- _Given passage_
-----

Entries like "Getting harder to breathe," are not for the faint of hear, but it's a great window into the world of hospice, and I think a personal perspective that maybe only blogging could give us. 

Friday, June 5, 2009

PCGR Volume 1, Round 5

This month's Palliative Care Grand Rounds is up at the blog of Angela Morrow.

PCGR is a survey of sorts of what's been happening in the blogosphere regarding death, dying, end-of-life issues, etc. Hopefully, once it's been going on long enough, we'll all start to get the sense that us palliative-care focused bloggers and blog-readers are part of some type of community. In fact, I can see it happening already. 

Check out the entry, and check out Angela's blog

Previous entries of PCGR can be found here. And thanks again to Christian Sinclair for initiating the project! 


Last week, I had the absolute pleasure of watching the film Departures at the Seattle International Film Festival.

-----

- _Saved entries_
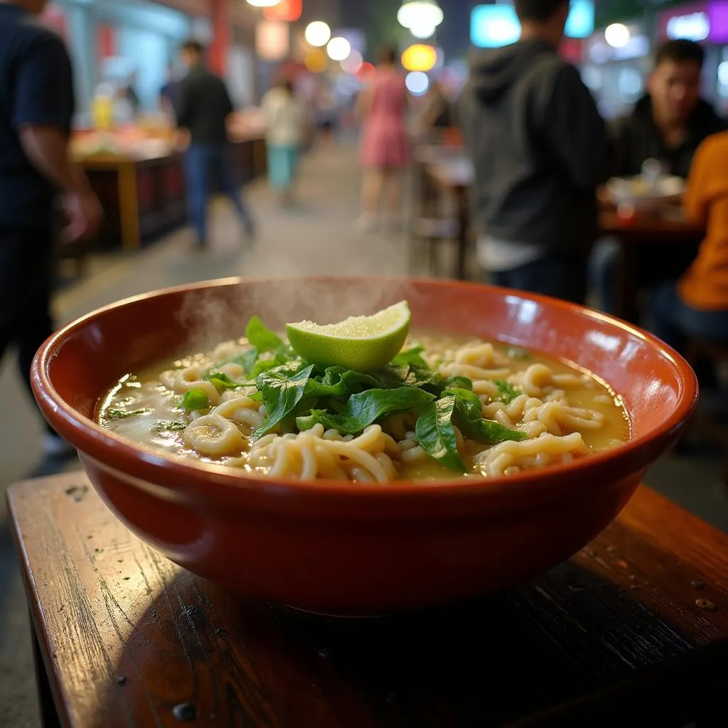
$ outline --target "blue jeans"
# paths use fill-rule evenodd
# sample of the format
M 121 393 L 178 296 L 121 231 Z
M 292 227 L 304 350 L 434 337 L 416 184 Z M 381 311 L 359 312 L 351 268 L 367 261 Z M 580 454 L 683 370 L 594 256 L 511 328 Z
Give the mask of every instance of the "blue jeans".
M 700 339 L 728 344 L 728 309 L 701 311 L 684 303 L 676 284 L 661 286 L 653 299 L 654 333 L 678 352 L 684 352 L 687 340 Z
M 253 218 L 242 204 L 235 180 L 229 144 L 194 144 L 185 155 L 185 173 L 190 221 L 200 245 L 207 242 L 207 200 L 215 190 L 230 198 L 246 229 L 253 227 Z
M 577 255 L 553 255 L 509 271 L 491 274 L 496 285 L 553 296 L 575 304 L 586 298 L 586 260 Z

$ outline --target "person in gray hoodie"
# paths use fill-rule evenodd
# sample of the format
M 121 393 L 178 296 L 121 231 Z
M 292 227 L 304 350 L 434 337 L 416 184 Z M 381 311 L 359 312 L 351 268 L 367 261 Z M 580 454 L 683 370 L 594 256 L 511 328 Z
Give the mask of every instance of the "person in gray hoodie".
M 583 302 L 606 175 L 604 122 L 558 52 L 569 0 L 515 0 L 518 42 L 475 57 L 460 120 L 478 260 L 499 285 Z

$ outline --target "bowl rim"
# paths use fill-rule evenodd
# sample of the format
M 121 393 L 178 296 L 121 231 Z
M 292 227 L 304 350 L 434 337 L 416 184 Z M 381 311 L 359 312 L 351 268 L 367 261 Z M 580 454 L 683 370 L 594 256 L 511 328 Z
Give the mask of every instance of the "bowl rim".
M 135 443 L 111 431 L 106 430 L 94 420 L 79 413 L 59 395 L 53 386 L 48 373 L 50 360 L 57 355 L 57 349 L 73 333 L 83 328 L 87 323 L 116 309 L 130 306 L 135 303 L 156 297 L 176 295 L 181 293 L 199 291 L 215 288 L 226 288 L 246 283 L 285 282 L 310 281 L 325 282 L 336 280 L 338 281 L 356 282 L 371 281 L 374 279 L 400 282 L 414 282 L 443 288 L 456 285 L 459 288 L 482 290 L 489 288 L 502 296 L 515 296 L 526 301 L 533 301 L 552 309 L 569 311 L 572 314 L 580 313 L 582 316 L 596 319 L 618 328 L 630 335 L 641 339 L 646 344 L 657 349 L 657 352 L 672 365 L 676 370 L 678 387 L 678 402 L 670 416 L 662 422 L 651 427 L 647 432 L 635 438 L 630 438 L 626 443 L 609 450 L 595 454 L 588 458 L 583 458 L 569 463 L 550 466 L 539 470 L 526 470 L 512 475 L 502 475 L 492 478 L 453 478 L 436 480 L 392 480 L 385 486 L 379 483 L 357 483 L 352 486 L 349 481 L 320 479 L 316 480 L 301 480 L 296 478 L 270 478 L 266 475 L 243 471 L 237 472 L 224 465 L 201 462 L 197 460 L 173 457 L 161 454 L 159 451 L 143 443 Z M 538 488 L 545 488 L 574 479 L 577 475 L 587 480 L 590 475 L 596 474 L 605 465 L 613 466 L 613 480 L 617 478 L 626 477 L 636 471 L 646 467 L 652 462 L 650 454 L 653 451 L 662 451 L 684 427 L 690 416 L 695 411 L 698 399 L 697 380 L 690 365 L 676 351 L 662 341 L 653 334 L 644 331 L 625 321 L 608 314 L 604 314 L 593 309 L 577 304 L 569 303 L 551 296 L 505 288 L 488 284 L 470 281 L 435 279 L 424 277 L 408 276 L 336 276 L 336 275 L 300 275 L 300 276 L 236 276 L 213 280 L 198 281 L 183 285 L 173 286 L 148 291 L 130 296 L 107 306 L 91 311 L 68 323 L 52 334 L 36 353 L 31 372 L 31 382 L 36 398 L 41 409 L 50 414 L 51 418 L 63 421 L 73 435 L 68 437 L 71 444 L 78 447 L 84 453 L 87 449 L 84 446 L 76 446 L 74 440 L 92 442 L 93 451 L 88 455 L 98 464 L 106 469 L 124 472 L 124 468 L 109 462 L 135 462 L 138 467 L 146 471 L 143 478 L 138 475 L 130 477 L 135 480 L 143 480 L 149 483 L 179 493 L 197 494 L 207 500 L 213 499 L 213 492 L 205 491 L 210 484 L 240 494 L 254 490 L 256 494 L 265 493 L 280 495 L 283 492 L 295 493 L 298 495 L 341 496 L 347 499 L 352 497 L 379 498 L 382 494 L 387 497 L 400 496 L 403 497 L 416 496 L 436 497 L 443 494 L 448 496 L 467 496 L 483 493 L 501 494 L 513 494 L 513 491 L 526 488 L 529 486 Z M 629 413 L 628 413 L 629 414 Z M 51 422 L 52 424 L 53 423 Z M 76 438 L 78 435 L 78 438 Z M 64 435 L 65 436 L 65 435 Z M 651 447 L 652 446 L 652 447 Z M 162 481 L 170 480 L 170 476 L 175 476 L 178 485 L 160 483 L 154 477 L 158 473 L 162 475 Z M 194 476 L 194 477 L 193 477 Z M 578 479 L 578 478 L 577 478 Z M 596 477 L 594 482 L 604 480 L 604 476 Z M 205 481 L 200 487 L 196 480 Z

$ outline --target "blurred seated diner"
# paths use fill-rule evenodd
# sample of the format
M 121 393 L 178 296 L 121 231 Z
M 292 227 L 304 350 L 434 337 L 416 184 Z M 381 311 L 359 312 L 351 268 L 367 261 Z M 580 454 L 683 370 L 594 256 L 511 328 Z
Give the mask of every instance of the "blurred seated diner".
M 655 56 L 648 79 L 649 94 L 628 115 L 616 119 L 610 128 L 612 174 L 633 178 L 643 173 L 648 159 L 655 159 L 665 175 L 686 178 L 693 156 L 708 136 L 727 128 L 726 122 L 700 97 L 700 77 L 705 52 L 697 43 L 673 40 L 665 43 Z M 655 215 L 664 212 L 654 210 Z M 590 272 L 597 305 L 608 313 L 622 314 L 617 304 L 620 271 L 625 264 L 623 241 L 599 241 L 592 252 Z M 631 274 L 642 289 L 654 289 L 673 280 L 695 259 L 697 245 L 671 245 L 668 254 L 654 254 L 650 247 L 630 256 L 636 266 Z
M 728 132 L 724 132 L 699 148 L 686 189 L 687 214 L 706 228 L 697 257 L 677 282 L 660 287 L 654 298 L 655 333 L 685 354 L 691 340 L 728 347 L 727 170 Z

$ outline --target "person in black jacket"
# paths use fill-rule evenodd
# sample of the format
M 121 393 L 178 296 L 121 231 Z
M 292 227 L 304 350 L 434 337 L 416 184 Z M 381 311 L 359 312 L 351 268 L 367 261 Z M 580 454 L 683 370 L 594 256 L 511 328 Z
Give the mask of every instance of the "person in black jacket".
M 654 159 L 662 162 L 666 174 L 687 178 L 705 138 L 727 128 L 725 120 L 700 98 L 704 60 L 703 48 L 692 41 L 668 41 L 658 49 L 649 94 L 609 127 L 614 175 L 638 175 L 644 162 Z M 642 251 L 637 271 L 641 286 L 652 288 L 679 277 L 697 254 L 697 244 L 665 256 Z M 606 240 L 597 245 L 590 261 L 598 306 L 609 313 L 614 310 L 620 256 L 619 244 Z
M 0 359 L 17 348 L 31 389 L 31 365 L 53 331 L 51 294 L 60 240 L 93 237 L 101 207 L 69 154 L 75 109 L 71 58 L 63 40 L 34 17 L 46 0 L 0 0 Z M 50 427 L 48 456 L 73 451 Z
M 207 200 L 213 184 L 230 198 L 245 232 L 252 235 L 255 229 L 232 167 L 227 136 L 232 101 L 225 82 L 207 68 L 203 55 L 197 41 L 188 41 L 182 47 L 182 60 L 189 73 L 180 83 L 175 108 L 178 126 L 190 135 L 185 157 L 188 205 L 201 249 L 207 242 Z
M 460 102 L 475 167 L 478 259 L 494 282 L 582 302 L 606 132 L 558 55 L 568 0 L 515 0 L 518 43 L 483 52 Z
M 667 174 L 687 178 L 695 151 L 726 122 L 700 98 L 705 52 L 692 41 L 668 41 L 657 51 L 649 93 L 609 127 L 615 176 L 638 175 L 649 159 Z

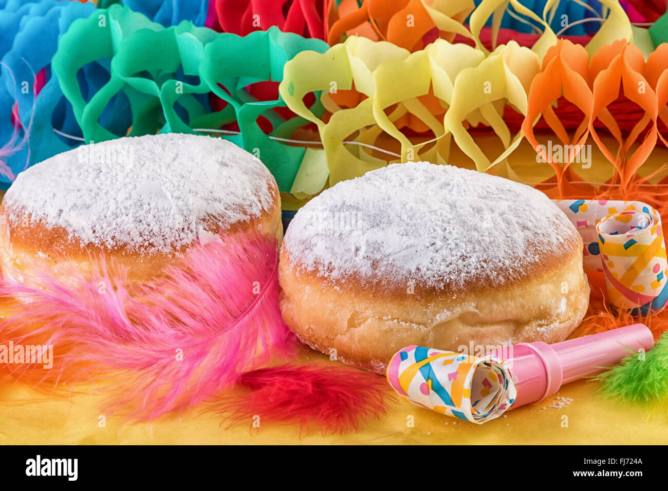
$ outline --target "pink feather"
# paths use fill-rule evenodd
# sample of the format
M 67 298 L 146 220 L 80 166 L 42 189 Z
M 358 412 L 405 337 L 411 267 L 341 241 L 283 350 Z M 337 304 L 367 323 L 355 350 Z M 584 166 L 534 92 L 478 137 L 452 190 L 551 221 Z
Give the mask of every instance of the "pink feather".
M 41 341 L 54 351 L 47 373 L 34 365 L 9 369 L 56 387 L 106 381 L 105 414 L 131 420 L 192 407 L 273 356 L 293 355 L 279 309 L 277 262 L 275 243 L 241 235 L 192 247 L 164 277 L 132 291 L 123 271 L 112 273 L 104 261 L 94 273 L 5 275 L 0 299 L 9 317 L 0 342 Z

-----

- _Tasks for this exercise_
[a] Rewrite the stretch of the palliative care blog post from "This month's Palliative" through "International Film Festival.", changing "community" to "network".
[b] Write the next part of the palliative care blog post, picking up after its last sentence about seeing the film Departures.

- _Outputs for the tasks_
[a]
This month's Palliative Care Grand Rounds is up at the blog of Angela Morrow.

PCGR is a survey of sorts of what's been happening in the blogosphere regarding death, dying, end-of-life issues, etc. Hopefully, once it's been going on long enough, we'll all start to get the sense that us palliative-care focused bloggers and blog-readers are part of some type of network. In fact, I can see it happening already. 

Check out the entry, and check out Angela's blog

Previous entries of PCGR can be found here. And thanks again to Christian Sinclair for initiating the project! 


Last week, I had the absolute pleasure of watching the film Departures at the Seattle International Film Festival.

[b]
Departures won this year's Academy Award for best foreign film. From Japan, the film tells the story of Masahiro, a young cellist with a Tokyo-based orchestra. When the orchestra is dissolved, he reluctantly gives up his dream of being a professional musician and returns to the small town in which he was raised. There, he stumbles into a job ceremonial preparing dead bodies for funerals. Masahiro finds he has a gift for the work and that he takes a comfort in being able to guide people peacefully and properly through their most difficult times. 

The film is at times hysterical, at times gut-wrenching, but it is always full of so much life and love and beauty. The set-up allows for several scenes in which we are given a window into people's lives at their darkest hours. And the director reminds us that some of us handle grief and sorrow by sinking to our lowest behavior, some of us handle it by rising to our best, and a rare special few among us, like Masahiro, are able to take those who are lost and aimless in the midst of grief and bring them back to themselves. 

I can't recommend this film enough. Even though its subject is death, it is as full of life as any film I have seen. It's a prime example of the strange dichotomy that sometimes the greatest beauty lies in the darkest corners of our existence.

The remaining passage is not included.